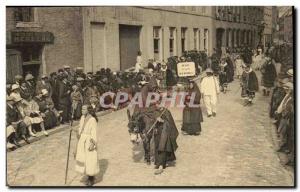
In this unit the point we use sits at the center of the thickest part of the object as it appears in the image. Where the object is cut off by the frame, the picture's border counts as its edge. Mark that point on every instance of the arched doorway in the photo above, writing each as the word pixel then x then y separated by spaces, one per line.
pixel 220 37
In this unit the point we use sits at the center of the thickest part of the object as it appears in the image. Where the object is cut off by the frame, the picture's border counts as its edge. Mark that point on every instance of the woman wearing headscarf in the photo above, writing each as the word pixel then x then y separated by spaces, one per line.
pixel 87 161
pixel 192 114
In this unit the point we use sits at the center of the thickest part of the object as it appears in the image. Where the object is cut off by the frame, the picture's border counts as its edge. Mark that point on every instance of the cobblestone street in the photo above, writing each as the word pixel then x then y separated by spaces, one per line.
pixel 235 148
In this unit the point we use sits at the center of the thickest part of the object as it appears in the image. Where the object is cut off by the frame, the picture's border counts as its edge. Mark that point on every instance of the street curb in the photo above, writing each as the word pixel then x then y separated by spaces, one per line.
pixel 56 130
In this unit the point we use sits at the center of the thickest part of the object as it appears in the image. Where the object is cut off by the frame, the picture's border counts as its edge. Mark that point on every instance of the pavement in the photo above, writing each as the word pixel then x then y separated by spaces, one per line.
pixel 235 148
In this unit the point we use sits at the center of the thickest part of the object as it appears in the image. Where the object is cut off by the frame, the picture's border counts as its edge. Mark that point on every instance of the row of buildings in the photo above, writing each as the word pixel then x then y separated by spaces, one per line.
pixel 43 39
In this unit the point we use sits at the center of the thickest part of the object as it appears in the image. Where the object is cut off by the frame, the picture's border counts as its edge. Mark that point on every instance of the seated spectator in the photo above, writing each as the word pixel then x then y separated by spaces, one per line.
pixel 77 100
pixel 43 84
pixel 14 120
pixel 33 116
pixel 15 91
pixel 48 115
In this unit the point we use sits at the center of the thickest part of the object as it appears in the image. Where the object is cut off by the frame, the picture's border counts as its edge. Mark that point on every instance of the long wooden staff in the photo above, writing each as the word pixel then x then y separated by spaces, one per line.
pixel 70 136
pixel 155 121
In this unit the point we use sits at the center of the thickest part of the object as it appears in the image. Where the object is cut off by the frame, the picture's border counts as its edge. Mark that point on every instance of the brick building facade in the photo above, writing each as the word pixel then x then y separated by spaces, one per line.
pixel 96 37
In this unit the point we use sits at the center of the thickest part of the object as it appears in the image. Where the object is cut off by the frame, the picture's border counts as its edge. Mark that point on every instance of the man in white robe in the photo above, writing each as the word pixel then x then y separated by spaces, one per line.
pixel 210 89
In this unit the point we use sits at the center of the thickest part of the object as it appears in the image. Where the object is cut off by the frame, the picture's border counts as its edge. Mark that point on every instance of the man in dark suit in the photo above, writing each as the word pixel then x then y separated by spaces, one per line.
pixel 64 101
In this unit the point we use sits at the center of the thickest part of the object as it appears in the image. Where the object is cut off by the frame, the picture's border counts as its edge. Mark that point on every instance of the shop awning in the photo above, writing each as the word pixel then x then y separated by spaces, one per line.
pixel 32 37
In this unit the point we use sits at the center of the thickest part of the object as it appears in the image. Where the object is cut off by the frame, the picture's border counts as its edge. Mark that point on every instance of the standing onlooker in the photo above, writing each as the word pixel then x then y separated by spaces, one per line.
pixel 14 119
pixel 77 101
pixel 239 63
pixel 223 75
pixel 86 155
pixel 64 101
pixel 30 86
pixel 249 85
pixel 210 89
pixel 268 76
pixel 139 62
pixel 53 83
pixel 44 84
pixel 192 115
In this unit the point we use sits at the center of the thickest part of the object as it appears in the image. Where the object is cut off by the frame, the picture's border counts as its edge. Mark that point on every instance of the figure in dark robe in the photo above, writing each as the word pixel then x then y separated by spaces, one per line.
pixel 277 96
pixel 64 100
pixel 192 115
pixel 165 135
pixel 249 85
pixel 269 75
pixel 230 72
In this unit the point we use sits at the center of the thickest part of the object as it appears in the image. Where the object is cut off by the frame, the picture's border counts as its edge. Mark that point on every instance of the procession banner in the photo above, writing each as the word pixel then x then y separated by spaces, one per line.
pixel 186 69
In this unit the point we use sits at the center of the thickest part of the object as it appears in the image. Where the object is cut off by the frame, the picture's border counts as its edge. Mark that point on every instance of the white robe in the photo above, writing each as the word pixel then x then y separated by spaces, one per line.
pixel 87 161
pixel 139 64
pixel 239 63
pixel 210 86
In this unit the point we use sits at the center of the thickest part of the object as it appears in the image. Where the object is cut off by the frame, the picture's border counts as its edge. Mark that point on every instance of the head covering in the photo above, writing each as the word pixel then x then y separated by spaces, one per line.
pixel 290 72
pixel 74 87
pixel 143 82
pixel 9 98
pixel 18 77
pixel 288 85
pixel 80 79
pixel 191 80
pixel 29 77
pixel 44 91
pixel 209 70
pixel 283 80
pixel 66 67
pixel 79 68
pixel 44 76
pixel 15 86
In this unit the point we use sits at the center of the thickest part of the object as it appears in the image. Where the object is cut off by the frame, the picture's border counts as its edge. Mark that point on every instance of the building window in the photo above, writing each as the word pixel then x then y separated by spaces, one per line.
pixel 205 40
pixel 172 42
pixel 183 33
pixel 196 38
pixel 24 14
pixel 156 42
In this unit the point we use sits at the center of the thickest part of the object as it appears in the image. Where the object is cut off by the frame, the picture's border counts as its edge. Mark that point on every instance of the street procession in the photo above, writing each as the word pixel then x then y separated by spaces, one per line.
pixel 83 122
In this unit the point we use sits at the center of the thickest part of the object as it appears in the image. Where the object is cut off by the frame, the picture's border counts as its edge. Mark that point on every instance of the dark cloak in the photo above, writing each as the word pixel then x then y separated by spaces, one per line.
pixel 249 81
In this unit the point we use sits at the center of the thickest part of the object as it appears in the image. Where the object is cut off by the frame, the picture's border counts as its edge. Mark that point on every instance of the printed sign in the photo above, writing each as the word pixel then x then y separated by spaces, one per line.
pixel 186 69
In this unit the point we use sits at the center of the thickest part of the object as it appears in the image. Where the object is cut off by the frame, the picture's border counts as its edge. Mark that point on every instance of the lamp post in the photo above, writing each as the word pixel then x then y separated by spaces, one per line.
pixel 261 28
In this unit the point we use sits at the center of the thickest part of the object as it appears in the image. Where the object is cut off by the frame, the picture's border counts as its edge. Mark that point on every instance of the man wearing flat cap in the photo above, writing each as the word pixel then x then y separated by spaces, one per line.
pixel 249 84
pixel 210 89
pixel 18 79
pixel 286 125
pixel 290 73
pixel 278 94
pixel 44 84
pixel 30 85
pixel 14 118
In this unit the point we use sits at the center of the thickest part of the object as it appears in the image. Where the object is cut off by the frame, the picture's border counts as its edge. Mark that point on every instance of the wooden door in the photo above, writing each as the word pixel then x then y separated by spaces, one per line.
pixel 13 65
pixel 129 45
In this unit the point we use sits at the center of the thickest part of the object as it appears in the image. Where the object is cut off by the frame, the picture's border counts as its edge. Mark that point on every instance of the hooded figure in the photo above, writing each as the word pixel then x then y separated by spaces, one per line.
pixel 269 75
pixel 192 115
pixel 210 89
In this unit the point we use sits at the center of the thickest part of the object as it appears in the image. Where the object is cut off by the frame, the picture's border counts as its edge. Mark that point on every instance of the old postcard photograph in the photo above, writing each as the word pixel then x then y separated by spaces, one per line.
pixel 150 96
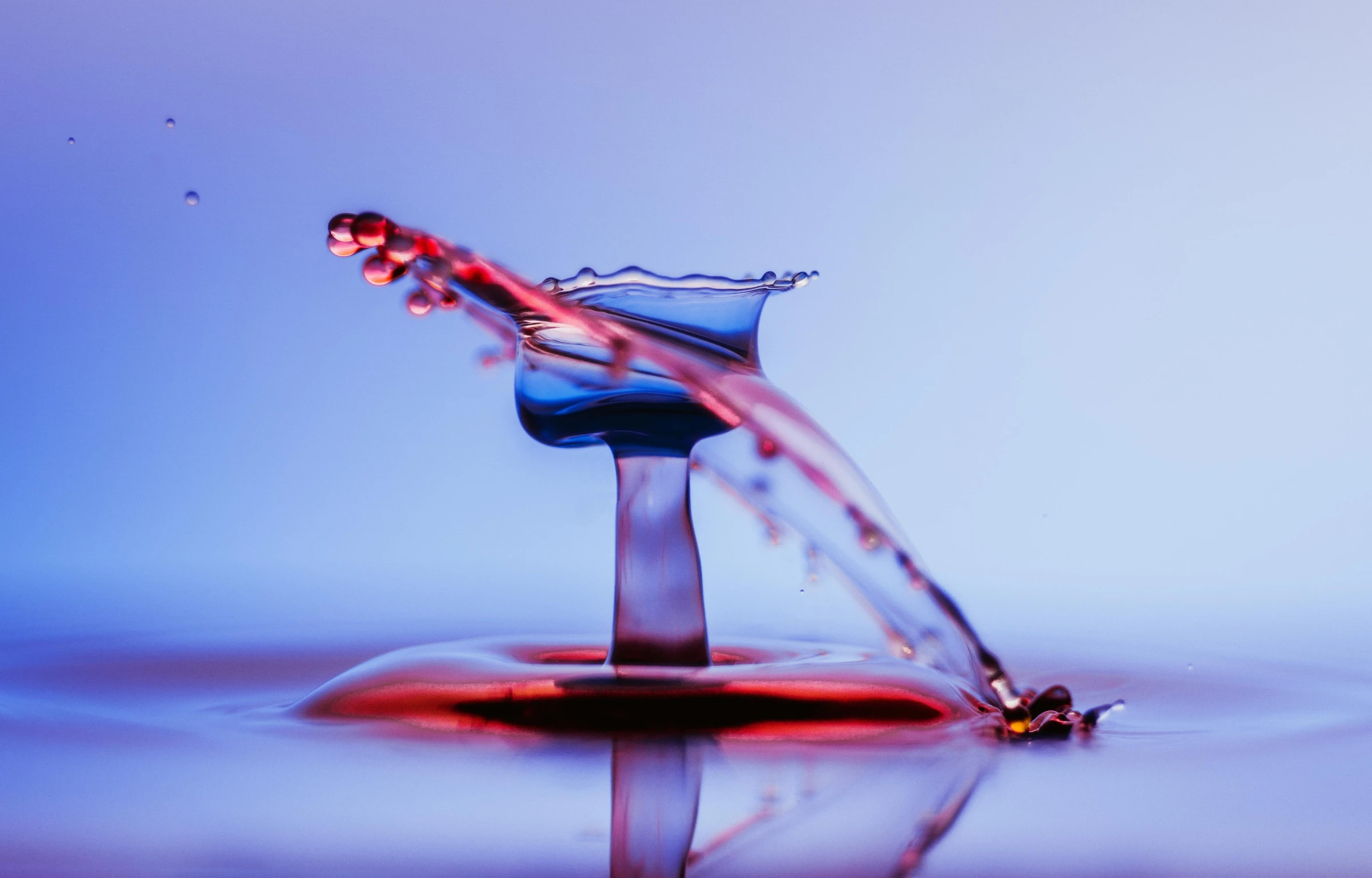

• _Directions for this task_:
If a record holds a picture, leave that picture out; retype everything else exactly.

• _Exercise answer_:
In this unit the point we use sits at the center of the thickest part of the object as it appears in the image. Where the object is cut off by the frame, the picture's border counts as its edge. Mark that point on every instance of the arched doorway in the photo above, writing each as the word pixel then x then y separated by spaces, one per line.
pixel 220 37
In this unit the point we use sits at the center of the thickest part of the object as it appears in the image. Where the object is cut off by the frame, the picture's border counts as its edge. Mark that point on every instance of the woman wearing headscarf in the photo above, writing each as the word pixel then x then y separated by spaces, one per line.
pixel 87 161
pixel 192 114
In this unit the point we use sits at the center of the thickest part of the object as it appears in the image. Where the object is cut off by the frame, the picture's border counts as its edge. Mark that point on every instance of the cobblestone street in the photo above, writing each as the word pixel then x then y separated by spaces, one per line.
pixel 235 148
In this unit the point we use sits at the center of the thickest part of the object as it appears in the image. Where the object is cut off by the frame, the picture's border counts as its edge. Mark that point on every instance of the street curb in the photo above, writing each as the word pixel then x then y separated by spaces, one per line.
pixel 56 130
In this unit the point we use sits at the center of the thickest part of the object as it appears in the image. Where the object is cut off by the frame, the picture's border counts as its edge. Mark that point on every instance of the pavement in the photo above, writing each as the word pixel then x then y separated by spaces, one per line.
pixel 235 148
In this unit the point we use sits at the center of the thickest part of the object as it appears in the image. Where the object is cut off by the frame, the picture's border counts as its edge. Mark that point on every instance of the row of buildings in the photo above, writing each as the word pixel then x then y separated by spaces, one per line.
pixel 43 39
In this unit the point we use sits at the center of the thickest part of the object as it appears in the image. Where the object is cut off by the frame, the picture's border counts as its edge. Mark that point on every instance of the seated spectator in the photo above, writing each as the word pixel then x then y separated by spaces, one per line.
pixel 77 100
pixel 43 84
pixel 14 120
pixel 33 116
pixel 15 91
pixel 48 115
In this unit the point we use sits at the center of the thickest part of the object as it appears in the image. Where the object is cut off by the frame, the picture's border counts as its edge. Mark that point on every instance of the long wooden staff in the photo above, writing each as the word pixel then x then y separated by spaces, one per line.
pixel 70 136
pixel 155 121
In this unit the point we use sits at the center of the thickest part of the object as it appears in the image. Where the object is cut off by the frame, the picture's border counts as its edge. Mark that point on every instance of the brick building facade in the photo above, writing each as the word pixel then x then y separated by spaces, one per line.
pixel 96 37
In this unit the point we use sits at the center of the thickest part of the object as it appears in the image. Where the object is cut off by the frame, the picture's border counts as its edge. Mark that point on every instance of the man in white robe in the photo above, writing each as the word pixel then x then y separated by spaces, one per line.
pixel 210 89
In this unit the point we use sits at the center of the thickest part of the object as it appears in the image. Where the object is cut off by the frame, the picture's border counts as its edge. Mark that point on every instance of the man in dark suit in the photo above, writing each as the word pixel then x then y separated by spaces, one per line.
pixel 64 101
In this unit the point we use sits at the center of the thickest part of the object as it appears in the image. Where the object is cut off by the frame, the picture's border counts as its edge. Mark that point on every instance of the shop awning in the photo above, writing each as the word pixel then x then y separated by spaces, one per line.
pixel 32 37
In this unit the point we use sits at the center of the thickest part of the object as it appears in the image. Where the object is cut off by the frame, the picture's border counts as its edge. Mark that point on every instance of the standing onlooker in the photo above, writing each as the word pixel then x then y separated by spaces, one per line.
pixel 14 119
pixel 77 101
pixel 239 63
pixel 223 75
pixel 86 155
pixel 64 101
pixel 30 86
pixel 249 85
pixel 210 89
pixel 268 76
pixel 139 62
pixel 53 83
pixel 44 84
pixel 192 115
In this unit the point we use sits at the center of the thickest part of the object as it appears in the image. Where the object is cut off by the frame, the picture's border counts as its edge. Mark that point on every instance of the figure in dark robe in the photo above, writing each as the word pixel then x then y separated by spaces, one per line.
pixel 277 96
pixel 64 100
pixel 192 115
pixel 165 135
pixel 249 85
pixel 269 75
pixel 230 72
In this unit the point we use sits at the center of the thickest part of the object as it appears in the image. Where the object is cut off by the frame, the picture's border counts as its edge. Mark that point on every instance of the procession banner in the photo above, writing each as the word pixel then x then y separated by spaces, one per line.
pixel 186 69
In this unit the point we use sits at the center of the thickest part of the object as it appears in the image. Where the object is cut off by the frame, the picture's border counts as its edge. Mark that point on every instance of the white robe in the photo above, writing each as the word pixel then x then y separated by spaces, one per line.
pixel 87 161
pixel 139 64
pixel 239 63
pixel 210 86
In this unit the point we use sits at the center of the thickest part of the object as it appears in the image. Where the object is cut off by the frame, the picture's border counts as its edge. Mark that point on every instance of the head covering in the photo above, writing each as the word pixel then x then y separated by spaces, one per line.
pixel 290 72
pixel 74 87
pixel 143 82
pixel 9 98
pixel 18 77
pixel 288 85
pixel 80 79
pixel 191 80
pixel 29 77
pixel 44 91
pixel 209 70
pixel 283 80
pixel 66 67
pixel 79 68
pixel 44 76
pixel 15 86
In this unit the point we use sits at the center of the thickest part of the object as it appears in the image. Where the object is cut off by the frame, the picture's border counts as its edge. Mark that point on every instance of the building window in the photo above, writing each as the word pixel then x then y separated by spaces, one per line.
pixel 205 40
pixel 172 42
pixel 183 33
pixel 196 38
pixel 24 14
pixel 156 42
In this unit the point we use sits at the center of the thickest part of the object as it appears in the image. Where the object is cut off by the frame, the picture's border counts as its edge. Mark that point on every instance of the street procession in the photo above, writing each as the word pixel then x then y separated by spaces, one per line.
pixel 83 122
In this unit the point we use sits at the center of the thickest part of the object as it appears in the image. Where the object is cut off by the frame, the picture's border counts as its edge. Mark that point on every instance of the dark cloak in the photo above, writing each as the word pixel then x then y separated by spaces, one per line.
pixel 249 81
In this unit the point we use sits at the center of the thickest part of the object as it appears in the image. Where the object is cut off by the frame, the picture's border counts as its edge. Mark that point on every instance of the printed sign in the photo above, writing each as the word pixel then x then y separated by spaces, one per line.
pixel 186 69
In this unit the point we use sits at the center of the thickest part of the object as it appears in the image. Where the object is cut off by the frame, the picture's border counts as its edge. Mark that point on every instance of the lamp post in the photo above, writing each as the word pixel then x then y separated by spaces, one per line.
pixel 261 28
In this unit the point we use sits at the center of the thickest part of the object as it appears in the image. Where the object is cut off by the frame, the picture's border counts as its edge. Mark that point on every instance of the man wearing flat cap in the photo above, writing each as the word pixel then x then y separated by spaces, one per line.
pixel 249 84
pixel 210 89
pixel 18 79
pixel 286 125
pixel 290 73
pixel 278 94
pixel 44 84
pixel 30 85
pixel 14 118
In this unit the point we use sits at the center of the thickest part of the object as it appears in the image. Where the object is cut off by the frame, the picture's border counts as its edge. Mark that point on every instance of the wooden door in the photo above, writing each as the word pixel then x then y separated by spaces, one per line.
pixel 13 65
pixel 129 45
In this unit the point we use sits at the center of the thickest part of the object as it appears in the image. Where the object is cut off by the frame, the picture's border counts as its edge. Mark that point on every instance of the hooded figure in the photo above, writing each as the word pixel then x then y separated by spaces, one per line.
pixel 269 75
pixel 192 115
pixel 210 89
In this unit the point we use sits at the center of the thickest part of the object as it appears in the image. Where the object is cut off by the frame, the picture's border counts as its edge. Mark that point on every instance of the old postcard photograph in the photo above, writing each as the word pixel then x then y separated by spaces, one per line.
pixel 150 96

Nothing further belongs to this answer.